Required work
Produce word for word the lines of the data below running from the one that has "Q: Which region contains the row" to the one that has "Q: Which region contains the sticker", inclusive, and no others.

**** Entries provided

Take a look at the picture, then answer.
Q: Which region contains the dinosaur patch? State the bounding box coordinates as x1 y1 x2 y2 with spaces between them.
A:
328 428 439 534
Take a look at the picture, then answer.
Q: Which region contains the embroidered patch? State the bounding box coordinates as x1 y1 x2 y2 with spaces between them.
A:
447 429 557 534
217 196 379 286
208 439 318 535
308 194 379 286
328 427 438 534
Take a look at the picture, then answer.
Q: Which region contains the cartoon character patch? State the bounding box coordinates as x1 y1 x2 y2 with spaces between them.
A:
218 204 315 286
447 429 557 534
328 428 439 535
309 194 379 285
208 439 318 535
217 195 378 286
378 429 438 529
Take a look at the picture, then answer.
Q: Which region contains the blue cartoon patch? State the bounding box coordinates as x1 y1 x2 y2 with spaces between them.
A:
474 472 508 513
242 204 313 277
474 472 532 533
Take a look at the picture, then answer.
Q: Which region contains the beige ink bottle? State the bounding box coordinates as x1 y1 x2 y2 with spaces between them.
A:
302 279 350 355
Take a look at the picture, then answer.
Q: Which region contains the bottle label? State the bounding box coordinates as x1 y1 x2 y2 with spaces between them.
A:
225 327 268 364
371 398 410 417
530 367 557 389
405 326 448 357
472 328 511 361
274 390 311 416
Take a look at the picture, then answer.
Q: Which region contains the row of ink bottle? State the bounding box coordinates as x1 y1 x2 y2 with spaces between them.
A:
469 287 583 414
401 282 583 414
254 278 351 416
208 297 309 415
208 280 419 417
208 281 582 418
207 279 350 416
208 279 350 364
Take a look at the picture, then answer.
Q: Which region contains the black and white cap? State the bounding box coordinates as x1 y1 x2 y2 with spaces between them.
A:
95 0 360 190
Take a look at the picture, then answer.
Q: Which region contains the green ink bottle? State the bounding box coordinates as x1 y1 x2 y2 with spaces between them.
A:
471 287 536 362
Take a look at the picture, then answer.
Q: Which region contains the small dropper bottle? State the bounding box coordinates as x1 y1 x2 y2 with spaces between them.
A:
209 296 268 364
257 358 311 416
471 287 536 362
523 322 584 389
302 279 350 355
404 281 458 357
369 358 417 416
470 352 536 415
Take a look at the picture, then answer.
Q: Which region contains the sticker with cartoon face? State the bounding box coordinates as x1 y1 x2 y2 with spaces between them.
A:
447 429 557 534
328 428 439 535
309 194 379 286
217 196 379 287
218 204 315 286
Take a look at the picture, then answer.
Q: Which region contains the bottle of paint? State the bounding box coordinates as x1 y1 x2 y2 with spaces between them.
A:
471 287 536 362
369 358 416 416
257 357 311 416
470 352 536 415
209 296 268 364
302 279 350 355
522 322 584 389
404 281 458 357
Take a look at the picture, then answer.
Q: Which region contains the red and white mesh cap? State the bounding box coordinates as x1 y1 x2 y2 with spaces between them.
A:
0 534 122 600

********

Solution
Q: Which region contains the row of ink bottle? State the bounding box coordinates as x1 y1 x2 y2 with spaces between them.
A:
469 287 583 414
401 282 583 414
254 278 351 416
208 297 309 415
208 280 419 417
208 281 582 418
207 279 350 416
208 279 350 364
Take a look at the picture, then answer.
Q: Which region contains the black and white cap? State the bounding box coordinates as x1 y1 x2 y2 with spaces between them.
A:
95 0 360 190
Take a look at the picture, then answer.
Q: Which region contains the green ink bottle? State the bounding box coordinates as x1 y1 x2 y2 with spaces between them.
A:
471 287 536 362
Take a look at the picture, then answer.
Q: Which region contains the small dropper bottle? State the bounding box coordinates as x1 y1 x2 y2 with spaces between them.
A:
209 296 268 364
257 358 311 416
471 287 536 362
523 322 584 389
302 279 350 355
404 281 458 357
369 358 417 416
470 352 536 415
Take a look at the picture, then answer.
Q: Which region contains the sticker with cartoon face? State the bounding box coordinates as x1 y1 x2 y2 with spaces between them.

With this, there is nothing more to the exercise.